start SUPPLIED ENTRIES

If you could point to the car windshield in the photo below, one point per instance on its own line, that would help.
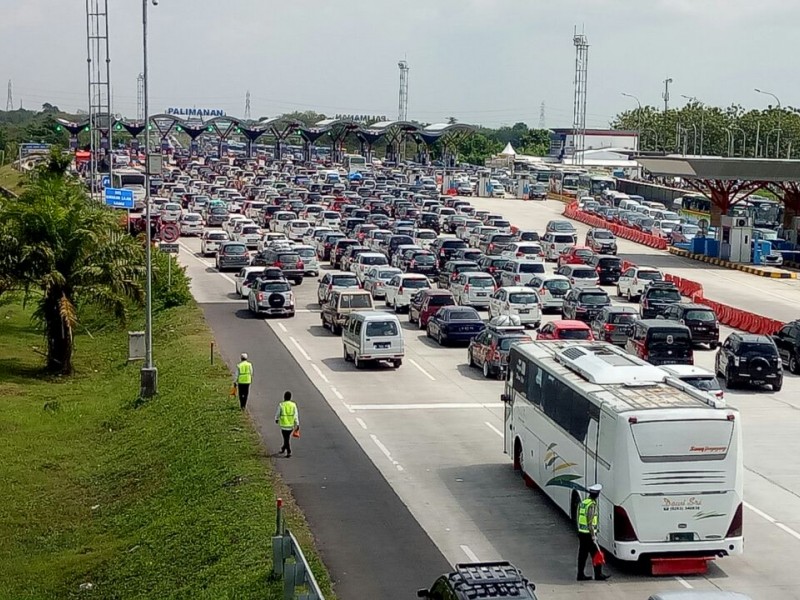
(523, 298)
(594, 299)
(381, 329)
(707, 316)
(574, 334)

end SUPPLIED ENTRIES

▶ [EXERCISE GOAL]: Reproduce the records above verbatim, including every line of text and every coordinate, but omit the pictures.

▶ [CORRECT RESULT]:
If you could point to the car windshield in the photo below, one point per instance on its own line, that would help.
(523, 298)
(594, 299)
(381, 329)
(707, 316)
(574, 334)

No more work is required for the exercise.